* **Action item A**
In the article on rock music and ladybugs, what pest did the ladybugs eat during the study?
* **Action item B**
From the article on rock music and ladybugs, reproduce word for word the passage that begins at the words "Man-made noise affects" and stops after "a lawn mower.".

* **Text segment**
--- START ---

Almost 40 years have passed since AC/DC declared “rock ‘n’ roll ain’t noise pollution,” but a biological researcher and lifelong fan of the band discovered the headbanging music does actually disrupt the environment.
Man-made noise affects how animals behave and interact with their ecosystem, according to a paper published Tuesday in the journal Evolution and Ecology. Testing what they called the “AC/DC hypothesis,” wildlife experts found that music from AC/DC, Guns N’ Roses and Lynyrd Skynyrd affected how insects attacked pests and hurt subsequent plant growth, while other music genres had no effect, even when played at the same volume.
To test their theory, the team recruited a host of ladybugs and examined how the music affected their consumption of aphids, a pest that infests soybean plants. In addition to rock, country and folk, the research team lined up sounds typical of urban environments, like a jackhammer and car horn at 95 to 100 decibels, equivalent to the noise produced by a lawn mower.

--- END ---

* **Provided material**
--- START ---

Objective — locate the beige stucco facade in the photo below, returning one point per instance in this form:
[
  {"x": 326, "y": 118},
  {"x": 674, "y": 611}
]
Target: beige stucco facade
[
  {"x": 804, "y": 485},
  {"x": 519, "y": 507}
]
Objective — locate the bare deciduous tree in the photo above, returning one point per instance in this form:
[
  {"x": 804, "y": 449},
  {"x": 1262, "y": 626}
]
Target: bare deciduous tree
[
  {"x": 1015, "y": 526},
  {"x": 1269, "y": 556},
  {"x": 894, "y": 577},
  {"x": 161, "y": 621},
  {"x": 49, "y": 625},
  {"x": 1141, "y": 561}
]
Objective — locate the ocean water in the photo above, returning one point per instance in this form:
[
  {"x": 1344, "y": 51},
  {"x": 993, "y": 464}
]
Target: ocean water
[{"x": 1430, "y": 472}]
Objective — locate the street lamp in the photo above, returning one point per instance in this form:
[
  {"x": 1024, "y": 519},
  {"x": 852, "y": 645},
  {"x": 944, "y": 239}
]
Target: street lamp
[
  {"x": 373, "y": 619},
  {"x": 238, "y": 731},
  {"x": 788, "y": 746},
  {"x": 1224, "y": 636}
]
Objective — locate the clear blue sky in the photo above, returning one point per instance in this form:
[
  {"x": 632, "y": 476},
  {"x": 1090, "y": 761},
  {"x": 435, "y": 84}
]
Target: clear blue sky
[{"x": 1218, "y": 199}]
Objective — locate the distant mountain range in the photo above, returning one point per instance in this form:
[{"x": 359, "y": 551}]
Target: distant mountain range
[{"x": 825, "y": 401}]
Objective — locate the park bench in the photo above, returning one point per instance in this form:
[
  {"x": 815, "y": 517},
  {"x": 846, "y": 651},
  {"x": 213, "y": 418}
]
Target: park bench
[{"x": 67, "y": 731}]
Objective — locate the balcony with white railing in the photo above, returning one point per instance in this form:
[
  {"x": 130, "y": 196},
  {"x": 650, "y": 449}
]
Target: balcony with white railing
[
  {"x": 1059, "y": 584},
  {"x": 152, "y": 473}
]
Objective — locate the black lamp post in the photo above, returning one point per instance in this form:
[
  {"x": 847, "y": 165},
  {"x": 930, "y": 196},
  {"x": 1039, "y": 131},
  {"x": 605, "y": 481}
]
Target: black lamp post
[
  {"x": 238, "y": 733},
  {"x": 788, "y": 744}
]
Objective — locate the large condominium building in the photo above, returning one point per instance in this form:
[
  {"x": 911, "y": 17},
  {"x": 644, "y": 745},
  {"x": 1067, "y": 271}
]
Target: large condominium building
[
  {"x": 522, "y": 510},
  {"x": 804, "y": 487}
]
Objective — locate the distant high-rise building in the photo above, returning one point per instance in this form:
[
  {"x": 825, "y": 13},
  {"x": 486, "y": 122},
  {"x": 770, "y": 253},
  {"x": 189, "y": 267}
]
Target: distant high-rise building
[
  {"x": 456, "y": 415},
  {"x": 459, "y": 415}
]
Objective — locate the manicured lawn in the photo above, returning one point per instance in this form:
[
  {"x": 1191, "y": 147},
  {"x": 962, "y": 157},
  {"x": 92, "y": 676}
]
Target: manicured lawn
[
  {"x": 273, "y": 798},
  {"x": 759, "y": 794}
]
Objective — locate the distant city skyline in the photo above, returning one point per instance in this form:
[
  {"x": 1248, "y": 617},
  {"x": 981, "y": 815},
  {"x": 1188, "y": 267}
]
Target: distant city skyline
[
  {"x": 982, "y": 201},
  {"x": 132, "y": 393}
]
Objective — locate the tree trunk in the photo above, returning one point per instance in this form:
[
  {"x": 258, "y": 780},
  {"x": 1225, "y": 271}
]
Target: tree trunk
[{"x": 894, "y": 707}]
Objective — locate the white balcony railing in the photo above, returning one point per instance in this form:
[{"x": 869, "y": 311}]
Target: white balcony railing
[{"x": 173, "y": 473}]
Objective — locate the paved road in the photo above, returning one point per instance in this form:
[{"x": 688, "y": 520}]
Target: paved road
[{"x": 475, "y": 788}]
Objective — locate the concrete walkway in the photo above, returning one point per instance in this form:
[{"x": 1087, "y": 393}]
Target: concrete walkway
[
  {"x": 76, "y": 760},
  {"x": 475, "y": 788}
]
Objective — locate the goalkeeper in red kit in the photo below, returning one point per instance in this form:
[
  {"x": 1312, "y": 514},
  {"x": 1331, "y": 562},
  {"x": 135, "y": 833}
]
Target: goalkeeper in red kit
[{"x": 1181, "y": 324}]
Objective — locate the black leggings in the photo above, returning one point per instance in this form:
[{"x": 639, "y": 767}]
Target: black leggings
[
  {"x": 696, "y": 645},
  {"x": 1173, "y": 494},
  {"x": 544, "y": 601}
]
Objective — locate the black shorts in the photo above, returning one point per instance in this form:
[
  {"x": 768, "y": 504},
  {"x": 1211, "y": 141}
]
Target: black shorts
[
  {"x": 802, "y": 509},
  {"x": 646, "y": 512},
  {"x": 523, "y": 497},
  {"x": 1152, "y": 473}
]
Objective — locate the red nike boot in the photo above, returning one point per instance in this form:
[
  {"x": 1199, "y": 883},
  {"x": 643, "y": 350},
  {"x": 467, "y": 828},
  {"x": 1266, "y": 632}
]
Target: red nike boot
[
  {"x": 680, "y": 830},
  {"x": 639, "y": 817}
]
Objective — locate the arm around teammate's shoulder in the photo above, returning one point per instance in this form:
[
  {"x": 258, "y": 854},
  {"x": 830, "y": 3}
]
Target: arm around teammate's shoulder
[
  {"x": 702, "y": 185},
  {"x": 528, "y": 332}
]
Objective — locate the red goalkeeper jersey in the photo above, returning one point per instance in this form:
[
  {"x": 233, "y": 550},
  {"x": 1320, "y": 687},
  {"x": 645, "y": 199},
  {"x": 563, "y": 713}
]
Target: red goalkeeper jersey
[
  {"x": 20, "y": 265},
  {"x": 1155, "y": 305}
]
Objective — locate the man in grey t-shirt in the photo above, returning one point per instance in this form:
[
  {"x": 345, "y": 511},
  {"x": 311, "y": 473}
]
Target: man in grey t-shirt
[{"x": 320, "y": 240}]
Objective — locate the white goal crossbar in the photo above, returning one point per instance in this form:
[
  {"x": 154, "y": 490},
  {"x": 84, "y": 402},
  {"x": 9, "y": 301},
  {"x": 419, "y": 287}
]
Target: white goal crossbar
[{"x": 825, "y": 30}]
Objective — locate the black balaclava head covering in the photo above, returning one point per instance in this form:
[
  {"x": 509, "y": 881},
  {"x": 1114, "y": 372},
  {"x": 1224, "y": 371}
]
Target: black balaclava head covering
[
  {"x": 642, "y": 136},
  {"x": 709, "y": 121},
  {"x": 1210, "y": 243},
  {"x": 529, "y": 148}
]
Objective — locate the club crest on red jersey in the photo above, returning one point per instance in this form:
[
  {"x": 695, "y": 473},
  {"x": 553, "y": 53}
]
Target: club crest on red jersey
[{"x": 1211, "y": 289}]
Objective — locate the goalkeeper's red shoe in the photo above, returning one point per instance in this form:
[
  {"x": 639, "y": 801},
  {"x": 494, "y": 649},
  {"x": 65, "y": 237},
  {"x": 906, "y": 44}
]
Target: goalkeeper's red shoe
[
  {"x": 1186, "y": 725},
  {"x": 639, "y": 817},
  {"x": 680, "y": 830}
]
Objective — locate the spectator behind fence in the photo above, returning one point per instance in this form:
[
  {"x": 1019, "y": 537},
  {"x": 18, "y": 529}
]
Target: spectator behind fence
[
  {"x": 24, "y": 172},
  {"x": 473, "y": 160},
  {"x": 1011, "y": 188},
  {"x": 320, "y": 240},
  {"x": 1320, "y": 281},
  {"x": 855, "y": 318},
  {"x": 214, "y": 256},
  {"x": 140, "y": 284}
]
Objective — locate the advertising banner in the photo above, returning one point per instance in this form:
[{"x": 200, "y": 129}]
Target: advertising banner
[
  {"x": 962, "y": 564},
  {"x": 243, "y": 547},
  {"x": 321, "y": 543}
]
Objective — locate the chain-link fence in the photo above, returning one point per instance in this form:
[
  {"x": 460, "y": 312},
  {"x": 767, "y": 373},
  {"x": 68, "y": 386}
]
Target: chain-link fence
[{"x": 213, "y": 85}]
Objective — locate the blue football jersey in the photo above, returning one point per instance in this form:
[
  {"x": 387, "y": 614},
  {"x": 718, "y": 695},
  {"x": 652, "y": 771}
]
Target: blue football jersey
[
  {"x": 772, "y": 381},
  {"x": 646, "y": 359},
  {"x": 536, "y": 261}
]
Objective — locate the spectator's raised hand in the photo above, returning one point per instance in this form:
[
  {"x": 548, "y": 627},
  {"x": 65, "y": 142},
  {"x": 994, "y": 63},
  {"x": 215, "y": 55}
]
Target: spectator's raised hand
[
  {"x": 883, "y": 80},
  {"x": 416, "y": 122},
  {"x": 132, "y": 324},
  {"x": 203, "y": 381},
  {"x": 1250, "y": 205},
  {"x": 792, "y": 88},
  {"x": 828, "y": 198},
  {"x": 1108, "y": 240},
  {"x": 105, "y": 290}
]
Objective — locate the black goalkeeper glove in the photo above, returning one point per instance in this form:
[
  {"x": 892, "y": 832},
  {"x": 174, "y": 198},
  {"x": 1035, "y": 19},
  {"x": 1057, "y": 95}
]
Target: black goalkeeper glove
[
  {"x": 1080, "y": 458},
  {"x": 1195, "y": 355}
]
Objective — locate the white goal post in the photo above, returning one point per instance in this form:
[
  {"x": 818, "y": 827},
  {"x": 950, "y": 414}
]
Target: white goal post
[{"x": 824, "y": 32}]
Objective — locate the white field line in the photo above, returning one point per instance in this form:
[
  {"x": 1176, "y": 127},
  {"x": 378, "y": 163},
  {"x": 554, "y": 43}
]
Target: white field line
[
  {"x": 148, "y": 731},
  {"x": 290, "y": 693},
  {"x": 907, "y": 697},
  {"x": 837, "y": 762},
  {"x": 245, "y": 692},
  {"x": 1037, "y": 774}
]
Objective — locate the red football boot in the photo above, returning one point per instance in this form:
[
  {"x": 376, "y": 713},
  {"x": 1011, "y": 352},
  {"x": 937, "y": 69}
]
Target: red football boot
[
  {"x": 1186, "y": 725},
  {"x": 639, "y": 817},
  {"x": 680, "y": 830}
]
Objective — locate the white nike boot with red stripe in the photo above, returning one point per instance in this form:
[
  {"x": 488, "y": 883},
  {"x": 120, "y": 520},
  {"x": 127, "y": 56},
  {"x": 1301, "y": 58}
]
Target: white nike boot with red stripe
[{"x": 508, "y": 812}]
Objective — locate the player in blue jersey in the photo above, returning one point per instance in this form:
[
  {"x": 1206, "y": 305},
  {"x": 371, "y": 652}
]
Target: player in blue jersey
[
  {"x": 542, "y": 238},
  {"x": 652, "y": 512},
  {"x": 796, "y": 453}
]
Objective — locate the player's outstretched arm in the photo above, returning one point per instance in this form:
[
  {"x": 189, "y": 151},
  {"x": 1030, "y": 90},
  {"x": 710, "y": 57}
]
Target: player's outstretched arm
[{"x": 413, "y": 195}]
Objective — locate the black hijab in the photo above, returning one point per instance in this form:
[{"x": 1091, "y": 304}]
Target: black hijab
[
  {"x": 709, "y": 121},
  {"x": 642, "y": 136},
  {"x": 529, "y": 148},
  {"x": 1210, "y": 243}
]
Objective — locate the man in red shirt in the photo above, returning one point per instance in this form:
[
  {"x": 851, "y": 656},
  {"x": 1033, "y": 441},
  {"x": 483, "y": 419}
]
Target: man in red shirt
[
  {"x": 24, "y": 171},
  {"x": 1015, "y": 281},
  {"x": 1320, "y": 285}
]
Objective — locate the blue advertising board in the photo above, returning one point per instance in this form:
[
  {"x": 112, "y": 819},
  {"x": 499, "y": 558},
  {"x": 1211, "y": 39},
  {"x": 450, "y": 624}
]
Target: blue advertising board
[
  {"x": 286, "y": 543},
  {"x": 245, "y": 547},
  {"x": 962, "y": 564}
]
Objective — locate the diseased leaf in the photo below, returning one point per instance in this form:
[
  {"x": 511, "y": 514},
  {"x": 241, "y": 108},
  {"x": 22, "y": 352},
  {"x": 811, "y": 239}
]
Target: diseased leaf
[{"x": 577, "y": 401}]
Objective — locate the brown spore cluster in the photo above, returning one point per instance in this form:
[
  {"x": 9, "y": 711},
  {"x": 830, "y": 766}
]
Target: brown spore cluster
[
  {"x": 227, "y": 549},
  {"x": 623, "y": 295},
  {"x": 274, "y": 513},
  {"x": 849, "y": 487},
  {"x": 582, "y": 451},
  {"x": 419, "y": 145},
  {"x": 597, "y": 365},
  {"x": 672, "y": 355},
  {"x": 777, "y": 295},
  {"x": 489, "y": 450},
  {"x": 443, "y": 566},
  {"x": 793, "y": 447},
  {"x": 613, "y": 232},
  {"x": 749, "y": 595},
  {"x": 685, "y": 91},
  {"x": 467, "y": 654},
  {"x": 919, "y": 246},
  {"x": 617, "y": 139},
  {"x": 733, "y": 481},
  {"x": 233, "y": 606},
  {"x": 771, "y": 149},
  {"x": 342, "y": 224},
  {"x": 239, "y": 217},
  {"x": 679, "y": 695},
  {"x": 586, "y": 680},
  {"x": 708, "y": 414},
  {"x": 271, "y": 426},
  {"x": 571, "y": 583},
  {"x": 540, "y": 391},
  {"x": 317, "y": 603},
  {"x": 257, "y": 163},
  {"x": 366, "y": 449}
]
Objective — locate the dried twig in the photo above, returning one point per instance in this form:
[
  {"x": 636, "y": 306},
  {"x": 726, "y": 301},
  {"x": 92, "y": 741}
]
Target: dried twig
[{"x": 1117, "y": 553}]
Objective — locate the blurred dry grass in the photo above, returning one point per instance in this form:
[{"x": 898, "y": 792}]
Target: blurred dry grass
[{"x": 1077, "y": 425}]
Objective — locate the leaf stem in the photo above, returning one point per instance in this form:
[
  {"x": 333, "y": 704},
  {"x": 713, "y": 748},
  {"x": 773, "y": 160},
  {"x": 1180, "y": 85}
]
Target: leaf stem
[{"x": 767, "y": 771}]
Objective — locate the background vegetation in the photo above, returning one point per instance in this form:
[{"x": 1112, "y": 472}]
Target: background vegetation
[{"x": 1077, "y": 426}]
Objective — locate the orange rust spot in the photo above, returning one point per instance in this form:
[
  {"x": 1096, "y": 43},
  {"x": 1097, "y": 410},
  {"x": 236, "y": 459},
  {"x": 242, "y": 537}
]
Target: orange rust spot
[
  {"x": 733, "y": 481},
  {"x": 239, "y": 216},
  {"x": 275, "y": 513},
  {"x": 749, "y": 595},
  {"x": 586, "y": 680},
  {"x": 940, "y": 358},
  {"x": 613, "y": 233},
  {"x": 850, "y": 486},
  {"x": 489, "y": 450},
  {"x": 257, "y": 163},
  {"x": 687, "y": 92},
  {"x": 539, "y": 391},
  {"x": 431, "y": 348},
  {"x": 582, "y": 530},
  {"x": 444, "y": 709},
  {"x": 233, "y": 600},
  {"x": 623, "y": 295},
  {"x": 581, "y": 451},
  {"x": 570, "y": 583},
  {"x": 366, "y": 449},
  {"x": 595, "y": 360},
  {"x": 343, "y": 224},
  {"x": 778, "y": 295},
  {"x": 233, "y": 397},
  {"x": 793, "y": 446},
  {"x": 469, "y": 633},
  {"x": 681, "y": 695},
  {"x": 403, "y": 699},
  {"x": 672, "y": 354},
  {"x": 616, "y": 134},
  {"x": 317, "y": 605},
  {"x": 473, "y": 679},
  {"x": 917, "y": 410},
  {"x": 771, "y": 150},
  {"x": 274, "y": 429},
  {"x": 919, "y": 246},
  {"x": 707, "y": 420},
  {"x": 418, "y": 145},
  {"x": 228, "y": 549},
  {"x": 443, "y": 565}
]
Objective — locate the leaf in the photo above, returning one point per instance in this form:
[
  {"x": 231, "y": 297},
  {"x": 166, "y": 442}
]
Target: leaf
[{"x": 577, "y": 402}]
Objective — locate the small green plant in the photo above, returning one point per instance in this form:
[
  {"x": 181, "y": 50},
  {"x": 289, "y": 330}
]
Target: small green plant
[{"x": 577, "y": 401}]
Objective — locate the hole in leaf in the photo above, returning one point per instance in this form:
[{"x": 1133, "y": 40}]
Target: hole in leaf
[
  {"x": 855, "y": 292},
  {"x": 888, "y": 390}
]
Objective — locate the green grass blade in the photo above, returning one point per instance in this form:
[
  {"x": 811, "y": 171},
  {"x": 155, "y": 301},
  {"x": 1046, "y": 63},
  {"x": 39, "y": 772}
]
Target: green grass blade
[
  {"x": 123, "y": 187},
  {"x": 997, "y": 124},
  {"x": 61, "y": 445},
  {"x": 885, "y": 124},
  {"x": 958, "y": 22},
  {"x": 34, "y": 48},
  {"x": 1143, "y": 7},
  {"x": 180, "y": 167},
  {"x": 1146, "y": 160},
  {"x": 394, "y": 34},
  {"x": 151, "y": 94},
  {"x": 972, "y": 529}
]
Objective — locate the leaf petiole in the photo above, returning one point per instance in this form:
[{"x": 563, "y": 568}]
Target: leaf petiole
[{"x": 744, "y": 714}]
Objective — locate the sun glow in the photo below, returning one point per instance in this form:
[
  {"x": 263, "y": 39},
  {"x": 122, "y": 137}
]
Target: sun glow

--- END ---

* **Task answer A**
Aphids, a pest that infests soybean plants.

* **Task answer B**
Man-made noise affects how animals behave and interact with their ecosystem, according to a paper published Tuesday in the journal Evolution and Ecology. Testing what they called the “AC/DC hypothesis,” wildlife experts found that music from AC/DC, Guns N’ Roses and Lynyrd Skynyrd affected how insects attacked pests and hurt subsequent plant growth, while other music genres had no effect, even when played at the same volume.
To test their theory, the team recruited a host of ladybugs and examined how the music affected their consumption of aphids, a pest that infests soybean plants. In addition to rock, country and folk, the research team lined up sounds typical of urban environments, like a jackhammer and car horn at 95 to 100 decibels, equivalent to the noise produced by a lawn mower.